======== Excerpted text

M2 is a 2001 album by Jazz fusion musician Marcus Miller, and the winner of the 2002 Grammy Award for Best Contemporary Jazz Album.

Reception
Allmusic awarded the album with 4  stars and its review by Rob Theakston states: "Marcus Miller continues to display his multi-instrument virtuosity with M², and while the order of the day is still smooth jazz, there's more of a soulful R&B edge than the majority of his previous work. It also features an all-star cast that includes Herbie Hancock, Branford Marsalis, Raphael Saadiq, Paul Jackson, Jr., and Lenny White among others."

Track listing
All tracks composed by Marcus Miller except where noted.

================

__Job A__
Decide whether each statement agrees with the album text: (i) M2 won the 2002 Grammy Award for Best Contemporary Jazz Album; (ii) the review says the album has less of an R&B edge than most of Miller's earlier work; (iii) Herbie Hancock is part of the album's cast. For each, answer yes or no and quote the words that decide it.
The text and the records have no connection to each other.

======== Supplied material

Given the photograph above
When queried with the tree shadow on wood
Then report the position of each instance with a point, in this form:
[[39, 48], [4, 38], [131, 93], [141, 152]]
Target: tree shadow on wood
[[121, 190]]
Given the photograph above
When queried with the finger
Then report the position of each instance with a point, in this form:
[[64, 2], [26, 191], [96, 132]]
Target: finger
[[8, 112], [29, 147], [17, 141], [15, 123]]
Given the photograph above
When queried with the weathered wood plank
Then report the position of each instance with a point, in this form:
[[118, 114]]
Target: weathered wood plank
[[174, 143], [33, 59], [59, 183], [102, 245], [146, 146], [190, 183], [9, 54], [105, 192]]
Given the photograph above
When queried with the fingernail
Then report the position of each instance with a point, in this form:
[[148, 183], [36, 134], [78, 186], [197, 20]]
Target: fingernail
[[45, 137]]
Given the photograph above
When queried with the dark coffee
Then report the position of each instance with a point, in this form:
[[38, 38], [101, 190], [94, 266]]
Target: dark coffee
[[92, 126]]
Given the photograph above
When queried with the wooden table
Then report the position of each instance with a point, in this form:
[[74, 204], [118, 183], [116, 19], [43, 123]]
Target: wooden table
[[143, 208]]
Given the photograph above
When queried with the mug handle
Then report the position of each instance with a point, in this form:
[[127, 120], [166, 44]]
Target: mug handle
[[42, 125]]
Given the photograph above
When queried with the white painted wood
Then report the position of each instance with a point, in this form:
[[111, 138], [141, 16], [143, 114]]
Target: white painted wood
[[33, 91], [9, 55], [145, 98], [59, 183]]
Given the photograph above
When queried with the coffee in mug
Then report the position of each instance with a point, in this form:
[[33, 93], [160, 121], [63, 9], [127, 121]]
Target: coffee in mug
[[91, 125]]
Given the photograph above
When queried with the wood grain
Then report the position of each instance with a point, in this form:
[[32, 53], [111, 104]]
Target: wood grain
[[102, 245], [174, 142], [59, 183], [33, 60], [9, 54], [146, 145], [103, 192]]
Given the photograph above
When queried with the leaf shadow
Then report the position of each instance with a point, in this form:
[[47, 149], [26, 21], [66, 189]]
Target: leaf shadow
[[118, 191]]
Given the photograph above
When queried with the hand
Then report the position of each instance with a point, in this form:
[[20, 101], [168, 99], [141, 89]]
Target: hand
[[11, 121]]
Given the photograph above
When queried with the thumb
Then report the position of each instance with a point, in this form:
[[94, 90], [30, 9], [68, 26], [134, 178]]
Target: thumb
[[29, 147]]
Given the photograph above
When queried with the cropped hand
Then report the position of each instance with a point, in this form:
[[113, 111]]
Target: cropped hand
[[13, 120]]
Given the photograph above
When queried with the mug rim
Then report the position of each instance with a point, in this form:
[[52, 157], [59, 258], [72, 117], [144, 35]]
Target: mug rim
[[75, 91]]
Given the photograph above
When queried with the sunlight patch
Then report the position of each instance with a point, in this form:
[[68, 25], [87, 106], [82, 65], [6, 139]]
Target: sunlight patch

================

__Job B__
Pick out every line of the records that contains the string "handle", and copy each such line. Case counts.

__Exercise response A__
(i) Yes: "the winner of the 2002 Grammy Award for Best Contemporary Jazz Album"
(ii) No: "there's more of a soulful R&B edge than the majority of his previous work"
(iii) Yes: "an all-star cast that includes Herbie Hancock"

__Exercise response B__
When queried with the mug handle
Target: mug handle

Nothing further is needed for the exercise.